++++ Exercise data ++++
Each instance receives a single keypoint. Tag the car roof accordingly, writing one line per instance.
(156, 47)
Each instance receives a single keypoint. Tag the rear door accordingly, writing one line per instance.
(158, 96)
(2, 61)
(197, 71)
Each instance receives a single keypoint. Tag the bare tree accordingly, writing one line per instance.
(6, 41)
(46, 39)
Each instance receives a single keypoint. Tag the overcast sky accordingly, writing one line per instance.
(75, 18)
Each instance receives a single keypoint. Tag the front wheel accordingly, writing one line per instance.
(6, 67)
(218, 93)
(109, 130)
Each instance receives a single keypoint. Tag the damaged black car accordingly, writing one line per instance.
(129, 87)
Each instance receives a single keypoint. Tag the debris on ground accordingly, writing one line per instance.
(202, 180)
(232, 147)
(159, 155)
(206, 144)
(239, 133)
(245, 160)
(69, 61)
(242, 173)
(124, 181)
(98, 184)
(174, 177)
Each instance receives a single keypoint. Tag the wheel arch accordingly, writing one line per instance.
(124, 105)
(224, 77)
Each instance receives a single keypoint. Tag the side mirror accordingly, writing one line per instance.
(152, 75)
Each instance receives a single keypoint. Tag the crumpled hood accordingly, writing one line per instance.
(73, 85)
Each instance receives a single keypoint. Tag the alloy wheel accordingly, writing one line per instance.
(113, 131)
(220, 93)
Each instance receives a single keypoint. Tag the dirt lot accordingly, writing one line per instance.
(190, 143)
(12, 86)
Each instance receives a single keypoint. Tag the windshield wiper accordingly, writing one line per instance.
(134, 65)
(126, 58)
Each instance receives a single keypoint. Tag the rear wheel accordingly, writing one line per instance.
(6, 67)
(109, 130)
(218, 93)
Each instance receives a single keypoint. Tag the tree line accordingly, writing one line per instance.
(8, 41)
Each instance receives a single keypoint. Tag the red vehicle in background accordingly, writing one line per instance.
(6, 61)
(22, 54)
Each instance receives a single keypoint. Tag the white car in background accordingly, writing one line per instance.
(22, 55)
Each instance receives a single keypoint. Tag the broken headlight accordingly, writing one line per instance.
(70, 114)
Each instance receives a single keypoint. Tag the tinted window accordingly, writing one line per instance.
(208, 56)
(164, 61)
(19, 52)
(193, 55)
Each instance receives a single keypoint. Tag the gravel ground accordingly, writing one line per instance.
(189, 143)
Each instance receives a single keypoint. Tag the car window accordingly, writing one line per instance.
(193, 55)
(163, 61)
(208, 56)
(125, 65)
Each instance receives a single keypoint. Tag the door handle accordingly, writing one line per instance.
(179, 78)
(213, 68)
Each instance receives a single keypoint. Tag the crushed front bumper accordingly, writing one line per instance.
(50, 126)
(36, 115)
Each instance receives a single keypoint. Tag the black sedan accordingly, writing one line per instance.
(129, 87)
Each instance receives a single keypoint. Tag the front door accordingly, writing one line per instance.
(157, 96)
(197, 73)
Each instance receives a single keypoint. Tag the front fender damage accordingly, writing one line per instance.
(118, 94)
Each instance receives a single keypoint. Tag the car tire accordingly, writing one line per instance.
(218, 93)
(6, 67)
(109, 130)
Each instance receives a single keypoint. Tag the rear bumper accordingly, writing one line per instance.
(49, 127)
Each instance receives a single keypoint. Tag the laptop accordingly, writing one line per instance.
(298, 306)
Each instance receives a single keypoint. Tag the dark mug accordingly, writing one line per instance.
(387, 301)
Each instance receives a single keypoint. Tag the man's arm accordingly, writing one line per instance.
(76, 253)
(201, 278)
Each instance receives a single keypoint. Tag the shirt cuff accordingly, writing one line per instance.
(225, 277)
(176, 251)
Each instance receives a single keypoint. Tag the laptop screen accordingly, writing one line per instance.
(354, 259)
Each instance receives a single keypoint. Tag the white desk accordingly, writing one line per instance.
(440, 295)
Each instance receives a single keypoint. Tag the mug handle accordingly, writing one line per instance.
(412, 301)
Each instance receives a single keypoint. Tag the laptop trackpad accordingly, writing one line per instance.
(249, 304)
++++
## Exercise details
Each line in the listing needs to be copied exactly.

## Task response
Each instance receives a single keypoint. Tag the car roof accordingly, writing one line per instance.
(156, 47)
Each instance receives a single keypoint. Tag the rear door accordingly, writing one line per instance.
(158, 96)
(2, 61)
(197, 71)
Each instance receives a single keypoint. Tag the bare tree accordingly, writing one line per instance.
(6, 41)
(46, 39)
Each instance receives a single keypoint. Tag the overcast sky accordingly, writing one line per instance.
(75, 18)
Each instance receives a single keypoint. Tag the front wheel accordingly, writing one line per instance.
(6, 67)
(218, 93)
(109, 130)
Each instance receives a single keypoint. Tag the damaged black car accordingly, writing one line per instance.
(129, 87)
Each instance receives a single keypoint. Tag the debris on ground accordingly, writing one line per instance.
(202, 180)
(232, 147)
(159, 155)
(206, 144)
(239, 133)
(245, 160)
(69, 61)
(242, 173)
(124, 181)
(98, 184)
(174, 177)
Each instance receives a single keypoint. Tag the wheel arch accordingly, writing one line per instance.
(124, 105)
(224, 77)
Each instance receives a single keypoint. Tag the side mirror accordingly, writing one line per instance.
(152, 75)
Each instance receives a single keypoint. Tag the crumpled hood accordingly, writing one line per instance.
(73, 85)
Each instance receives a single keypoint. Tag the alloy wheel accordingly, writing one line per instance.
(113, 131)
(220, 93)
Each instance receives a single keypoint. Tag the dirt lot accordingly, writing one line per instance.
(190, 143)
(12, 86)
Each instance receives a single keypoint. Tag the windshield wiper accordingly, writing one line per instance.
(134, 65)
(126, 58)
Each instance receives a single keypoint. Tag the rear wheel accordingly, writing one line per instance.
(6, 67)
(109, 130)
(218, 93)
Each instance receives a single keypoint. Tag the tree line accordingly, writing one line per instance.
(8, 41)
Each instance receives a single keypoint. Tag the red vehicle in background accordingly, writing one line per instance.
(6, 61)
(22, 54)
Each instance receives a single keypoint. Tag the white car in background accordingly, writing one line per instance.
(22, 55)
Each instance receives a single keypoint. Tag the broken headlight accordingly, writing one line per instance.
(70, 114)
Each instance receives a single keypoint. Tag the tinted window accordingly, writing one line per instance.
(208, 56)
(164, 61)
(19, 52)
(193, 55)
Each instance receives a single keypoint. Tag the gravel ground accordingly, writing one line per instance.
(189, 143)
Each instance receives a single keypoint. Tag the car window accordingly, writing one line per instance.
(193, 55)
(163, 61)
(208, 56)
(125, 65)
Each instance receives a single keypoint. Tag the door handle accordingly, writing one line per instance.
(179, 78)
(213, 68)
Each instance receives a single keypoint. Tag the crushed front bumper accordingly, writing one line per instance.
(50, 126)
(36, 115)
Each instance receives a single keypoint. Tag the black sedan accordingly, writing one line per instance.
(129, 87)
Each instance receives a single keypoint. Tag the front door accordingly, writing one line per instance.
(157, 96)
(197, 73)
Each instance receives a single keypoint. Tag the front fender damage accordingly, writing one line per instance.
(118, 94)
Each instance receives a single keypoint. Tag the car tire accordingly, writing one line per instance.
(218, 93)
(6, 67)
(109, 130)
Each instance receives a single keypoint. Tag the rear bumper accordingly, writing one line per instance.
(49, 127)
Each instance receives a single keypoint. Tag the laptop accordingly, writing one line per instance.
(298, 306)
Each instance receives a single keypoint. Tag the dark mug accordingly, writing one line per instance.
(387, 301)
Each instance receives a single keypoint. Tag the man's arm accordingly, writing one line per instance.
(76, 253)
(201, 278)
Each instance receives a single keypoint. Tag the shirt cuff accordingly, writing one line per instance.
(225, 277)
(176, 251)
Each instance receives a single keypoint. Tag the laptop screen accordingly, writing one line per instance.
(354, 259)
Each instance receives a single keypoint. Tag the white desk accordingly, writing one line per instance.
(440, 295)
Each instance receives a single keypoint. Tag the mug handle accordingly, writing one line per instance.
(412, 301)
Each instance receives a single keypoint. Tag the laptop trackpad accordingly, writing one line per instance.
(249, 304)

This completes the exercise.